1. A plan that is uncomplicated and easy to understand.

2. An incredibly complicated plan in disguise, generally cooked up by someone with too much time on their hands, and usually involving at least 3(x+y)/6+x(3.356(x-y)) steps than necessary, where y equals the actual number of steps necessary, and x equals how much time was wasted in concocting it, multiplied by the GPA of the creator. Squared.

3. A variant of both Definition 1 or 2, unique in that it will never, ever, EVER work. EVER.
1. "Look, it's a simple plan: In the event of a volcanic eruption, get the hell out of town."

2. "It's a very simple plan, really: In the event of a volcanic eruption, first build a spaceship out of pixie stix, but only the strawberry kind. Then fly it up into space and shoot a pixie stix laser down into the volcano's northwestern side, at precisely a 32 degree angle. Then land back where you started, proceed east by southeast at approximately 1 1/2 miles per hour, skipping every seventeenth step, except on the 289nth step, when you must HOP. Repeat, HOP. By this point you should be within fifteen thousand miles of the volcano. Congratulations, you will now be safe."

3. "In the event of a volcanic eruption, all you need is one simple plan: Duck and Cover. That's right, Duck. And cover. All you need to do is duck and cover."

> [What is asked]
**a)** In the simple plan text, what kind of pixie stix must the spaceship be built from?
**b)** Render the records as a JSON list of strings, one string per line and no blank lines, starting with the line containing "Where can you see the stone step" and going on through the last line of the records.

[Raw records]
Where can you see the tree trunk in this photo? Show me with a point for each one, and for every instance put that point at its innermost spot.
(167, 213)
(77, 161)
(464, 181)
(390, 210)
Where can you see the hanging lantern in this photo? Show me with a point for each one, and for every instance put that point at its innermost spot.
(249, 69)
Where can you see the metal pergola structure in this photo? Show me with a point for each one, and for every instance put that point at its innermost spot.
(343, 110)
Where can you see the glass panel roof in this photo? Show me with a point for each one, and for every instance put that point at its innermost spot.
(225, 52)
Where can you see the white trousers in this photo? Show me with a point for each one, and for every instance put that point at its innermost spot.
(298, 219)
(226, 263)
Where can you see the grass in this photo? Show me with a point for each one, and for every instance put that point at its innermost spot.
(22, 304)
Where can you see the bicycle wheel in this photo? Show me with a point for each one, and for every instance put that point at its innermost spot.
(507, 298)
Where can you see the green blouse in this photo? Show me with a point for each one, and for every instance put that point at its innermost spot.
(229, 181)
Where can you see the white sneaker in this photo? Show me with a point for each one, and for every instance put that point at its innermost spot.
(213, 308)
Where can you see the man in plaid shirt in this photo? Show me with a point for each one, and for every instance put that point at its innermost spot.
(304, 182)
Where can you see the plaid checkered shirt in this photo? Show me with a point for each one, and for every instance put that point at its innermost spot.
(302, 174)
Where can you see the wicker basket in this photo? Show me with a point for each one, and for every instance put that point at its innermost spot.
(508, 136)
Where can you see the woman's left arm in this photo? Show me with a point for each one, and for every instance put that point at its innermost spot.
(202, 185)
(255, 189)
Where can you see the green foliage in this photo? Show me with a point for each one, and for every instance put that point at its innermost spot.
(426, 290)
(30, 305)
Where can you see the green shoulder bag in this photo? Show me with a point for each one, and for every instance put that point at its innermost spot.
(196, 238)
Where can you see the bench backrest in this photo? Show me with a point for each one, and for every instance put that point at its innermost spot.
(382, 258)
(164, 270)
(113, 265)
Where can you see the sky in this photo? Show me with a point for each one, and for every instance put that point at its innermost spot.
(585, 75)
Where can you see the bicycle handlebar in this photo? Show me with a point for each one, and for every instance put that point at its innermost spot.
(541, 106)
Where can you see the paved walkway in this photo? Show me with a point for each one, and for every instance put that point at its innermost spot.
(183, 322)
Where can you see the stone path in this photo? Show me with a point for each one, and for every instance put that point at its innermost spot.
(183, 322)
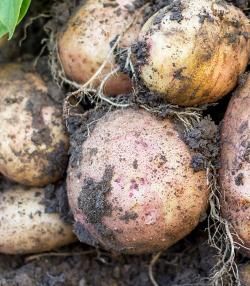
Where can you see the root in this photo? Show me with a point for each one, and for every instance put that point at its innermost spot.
(155, 258)
(186, 116)
(225, 271)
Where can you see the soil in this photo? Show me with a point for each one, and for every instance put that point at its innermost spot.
(189, 262)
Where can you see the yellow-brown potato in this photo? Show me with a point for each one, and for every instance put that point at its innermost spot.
(245, 275)
(133, 189)
(24, 225)
(193, 51)
(33, 142)
(84, 43)
(235, 165)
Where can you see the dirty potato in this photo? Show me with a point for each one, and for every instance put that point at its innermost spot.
(24, 225)
(33, 142)
(235, 165)
(85, 42)
(192, 52)
(133, 189)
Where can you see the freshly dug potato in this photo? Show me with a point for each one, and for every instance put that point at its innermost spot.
(192, 52)
(235, 165)
(245, 275)
(133, 189)
(24, 225)
(33, 142)
(84, 43)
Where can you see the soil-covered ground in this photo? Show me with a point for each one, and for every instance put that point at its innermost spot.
(189, 262)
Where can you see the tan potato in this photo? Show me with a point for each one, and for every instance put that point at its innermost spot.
(194, 51)
(235, 165)
(134, 190)
(84, 43)
(24, 225)
(33, 141)
(245, 275)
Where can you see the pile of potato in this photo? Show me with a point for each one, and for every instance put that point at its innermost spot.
(130, 182)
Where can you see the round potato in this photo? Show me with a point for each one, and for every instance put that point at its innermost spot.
(192, 52)
(133, 189)
(33, 142)
(85, 42)
(235, 165)
(24, 225)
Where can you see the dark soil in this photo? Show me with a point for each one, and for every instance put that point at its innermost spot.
(186, 263)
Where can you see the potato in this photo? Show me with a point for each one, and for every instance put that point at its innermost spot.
(84, 43)
(235, 165)
(33, 142)
(133, 189)
(24, 225)
(192, 52)
(245, 274)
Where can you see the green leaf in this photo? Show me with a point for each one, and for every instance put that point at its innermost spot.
(9, 14)
(24, 9)
(3, 30)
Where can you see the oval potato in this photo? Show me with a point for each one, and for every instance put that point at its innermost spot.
(194, 51)
(235, 165)
(24, 225)
(33, 140)
(84, 43)
(134, 190)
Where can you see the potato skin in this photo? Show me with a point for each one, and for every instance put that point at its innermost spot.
(196, 56)
(33, 141)
(245, 274)
(24, 225)
(139, 166)
(84, 44)
(235, 165)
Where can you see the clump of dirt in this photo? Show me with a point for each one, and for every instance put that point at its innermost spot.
(56, 201)
(203, 139)
(186, 263)
(92, 198)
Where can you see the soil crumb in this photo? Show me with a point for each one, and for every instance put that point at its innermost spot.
(203, 139)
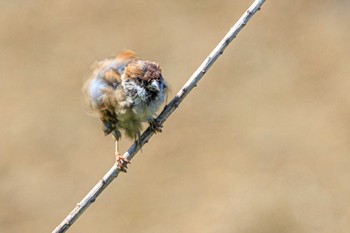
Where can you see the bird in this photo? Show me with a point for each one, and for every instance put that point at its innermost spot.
(126, 92)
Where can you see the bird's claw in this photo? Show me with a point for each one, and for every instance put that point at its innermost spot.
(156, 126)
(122, 163)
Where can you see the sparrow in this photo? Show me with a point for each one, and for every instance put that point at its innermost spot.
(126, 92)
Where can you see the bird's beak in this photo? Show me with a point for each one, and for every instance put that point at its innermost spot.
(154, 86)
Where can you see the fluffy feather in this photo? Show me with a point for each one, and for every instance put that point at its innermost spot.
(126, 92)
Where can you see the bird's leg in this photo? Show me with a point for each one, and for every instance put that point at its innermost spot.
(120, 161)
(156, 126)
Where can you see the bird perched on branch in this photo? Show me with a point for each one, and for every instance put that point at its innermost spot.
(126, 92)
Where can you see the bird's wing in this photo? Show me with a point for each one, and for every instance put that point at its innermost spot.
(100, 90)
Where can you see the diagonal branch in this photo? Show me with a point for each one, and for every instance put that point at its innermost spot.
(168, 110)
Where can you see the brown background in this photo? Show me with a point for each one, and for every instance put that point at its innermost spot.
(261, 145)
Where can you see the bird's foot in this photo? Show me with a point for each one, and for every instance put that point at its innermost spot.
(156, 126)
(122, 163)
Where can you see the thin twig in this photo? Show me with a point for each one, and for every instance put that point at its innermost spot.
(168, 110)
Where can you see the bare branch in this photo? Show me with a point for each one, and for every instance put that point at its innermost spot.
(168, 110)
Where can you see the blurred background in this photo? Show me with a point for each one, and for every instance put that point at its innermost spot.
(261, 145)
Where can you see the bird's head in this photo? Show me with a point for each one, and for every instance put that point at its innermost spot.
(146, 74)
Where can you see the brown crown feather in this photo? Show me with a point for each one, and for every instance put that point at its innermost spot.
(145, 70)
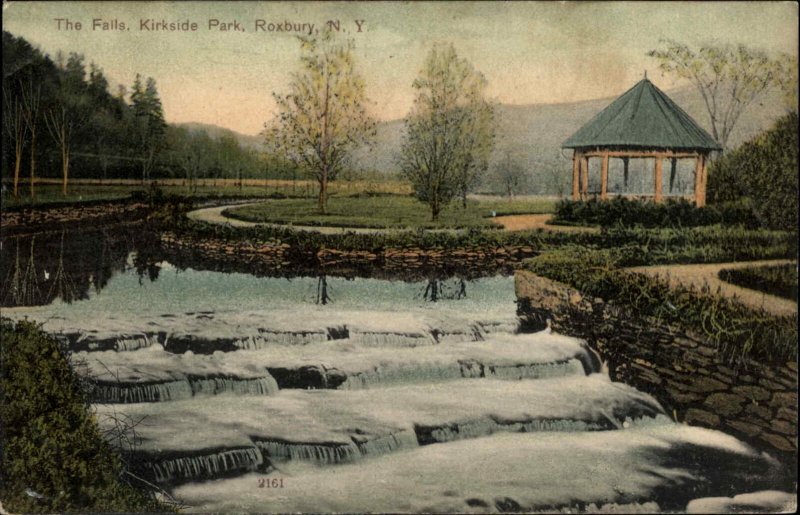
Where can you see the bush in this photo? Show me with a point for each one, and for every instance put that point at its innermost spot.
(738, 331)
(765, 171)
(621, 211)
(780, 280)
(54, 458)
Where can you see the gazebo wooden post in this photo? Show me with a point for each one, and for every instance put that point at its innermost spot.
(584, 177)
(625, 162)
(700, 181)
(658, 172)
(673, 170)
(604, 177)
(576, 194)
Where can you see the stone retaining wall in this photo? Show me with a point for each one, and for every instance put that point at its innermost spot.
(756, 402)
(282, 255)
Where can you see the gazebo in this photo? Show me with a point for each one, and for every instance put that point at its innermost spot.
(643, 123)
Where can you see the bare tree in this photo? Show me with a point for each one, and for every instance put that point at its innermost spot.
(31, 103)
(62, 122)
(14, 124)
(323, 118)
(728, 78)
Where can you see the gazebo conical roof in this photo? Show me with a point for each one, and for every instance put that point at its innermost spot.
(642, 117)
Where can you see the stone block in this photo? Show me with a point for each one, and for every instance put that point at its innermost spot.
(725, 404)
(755, 393)
(696, 416)
(784, 400)
(782, 426)
(744, 427)
(759, 411)
(779, 442)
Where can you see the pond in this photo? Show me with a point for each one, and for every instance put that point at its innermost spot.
(335, 386)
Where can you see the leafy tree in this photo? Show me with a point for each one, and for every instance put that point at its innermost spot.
(149, 124)
(764, 170)
(730, 79)
(54, 456)
(323, 118)
(449, 130)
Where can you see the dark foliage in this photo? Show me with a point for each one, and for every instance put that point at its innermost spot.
(738, 331)
(780, 280)
(763, 170)
(621, 211)
(54, 457)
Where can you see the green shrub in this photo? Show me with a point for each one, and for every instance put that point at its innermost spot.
(780, 280)
(54, 458)
(737, 330)
(621, 211)
(765, 171)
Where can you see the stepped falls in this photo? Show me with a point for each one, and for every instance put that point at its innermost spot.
(371, 407)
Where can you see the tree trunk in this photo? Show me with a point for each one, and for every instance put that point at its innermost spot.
(64, 170)
(323, 193)
(33, 165)
(435, 210)
(17, 165)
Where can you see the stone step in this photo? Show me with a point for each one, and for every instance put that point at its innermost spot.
(332, 426)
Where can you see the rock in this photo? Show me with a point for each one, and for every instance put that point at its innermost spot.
(755, 393)
(784, 400)
(744, 427)
(696, 416)
(726, 404)
(779, 442)
(784, 427)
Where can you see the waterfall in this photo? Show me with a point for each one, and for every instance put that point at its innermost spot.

> [Solved tasks]
**a)** Only the strawberry kind.

**b)**
[
  "Where can you see the stone step in this photo? Show me with a point for each one, and for every instance put that point at its innermost spot.",
  "(332, 426)",
  "Where can you see the rock in this photo? Show me with a point for each one, and for every instance put that point at its innermost spot.",
  "(755, 393)",
  "(784, 400)",
  "(744, 427)",
  "(696, 416)",
  "(726, 404)",
  "(779, 442)",
  "(784, 427)",
  "Where can you see the waterfall in this photo? Show me with a point for each one, and for every instance put that point at its innermost spot."
]